*** Page excerpt ***

An Open Letter to Teachers During a Pandemic

Dear Teachers,

I don’t know how you do it. No really, how? I’ve been locked in my house for 13 days with my three school-aged children and I’m ready to sacrifice one to the corona gods. Don’t worry, I’ll pick the one you recently taught to play the recorder. It’ll be self defense.

Fine, you’re right, filicide isn’t the answer. Speaking of, how do you guys always have all the answers anyway? You somehow managed to teach my kid how to add triple digit numbers without needing to know how to carry the one. You’re wizards. Wizards who deserve soundproof booths in teachers lounges so you can scream into the void without alerting HR. I’ve already done that in the shower three times, and believe me, the acoustics are amazing. I’m going to let them practice that recorder in there.

Honest question, managing a classroom of 30+ children of varying capabilities and learning styles aside, how do you ignore the smell? You know, the one that smells like wet grass and sheep dog after they come in from playing outside. We are not paying you enough money based on the smell alone.

*** End of Page excerpt ***
*** Data shown ***

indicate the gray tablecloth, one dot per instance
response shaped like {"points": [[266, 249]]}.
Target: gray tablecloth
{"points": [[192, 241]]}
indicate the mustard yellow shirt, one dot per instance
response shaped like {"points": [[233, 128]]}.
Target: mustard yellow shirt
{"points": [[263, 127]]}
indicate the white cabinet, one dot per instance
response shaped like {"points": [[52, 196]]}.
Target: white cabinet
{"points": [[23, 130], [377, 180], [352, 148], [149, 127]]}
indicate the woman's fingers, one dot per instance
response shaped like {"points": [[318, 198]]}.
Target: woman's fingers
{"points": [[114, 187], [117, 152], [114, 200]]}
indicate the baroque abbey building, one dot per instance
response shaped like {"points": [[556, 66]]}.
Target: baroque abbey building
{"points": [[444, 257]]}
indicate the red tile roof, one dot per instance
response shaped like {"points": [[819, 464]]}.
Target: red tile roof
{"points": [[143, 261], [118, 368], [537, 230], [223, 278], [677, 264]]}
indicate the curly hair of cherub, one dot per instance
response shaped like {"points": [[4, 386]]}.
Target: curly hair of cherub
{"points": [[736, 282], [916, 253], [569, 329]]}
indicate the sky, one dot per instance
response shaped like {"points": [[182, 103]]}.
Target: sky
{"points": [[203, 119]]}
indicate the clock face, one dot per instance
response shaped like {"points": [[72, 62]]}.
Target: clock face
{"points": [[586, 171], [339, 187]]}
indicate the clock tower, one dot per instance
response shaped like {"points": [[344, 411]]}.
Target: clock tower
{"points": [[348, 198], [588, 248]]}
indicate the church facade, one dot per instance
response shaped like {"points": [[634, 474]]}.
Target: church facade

*** End of Data shown ***

(Work item)
Write down the part of the letter to teachers between "Honest question, managing" and "the smell alone.", inclusive, without changing a word. The rows have nothing to do with the letter and should be treated as separate material.

(Answer to the exercise)
Honest question, managing a classroom of 30+ children of varying capabilities and learning styles aside, how do you ignore the smell? You know, the one that smells like wet grass and sheep dog after they come in from playing outside. We are not paying you enough money based on the smell alone.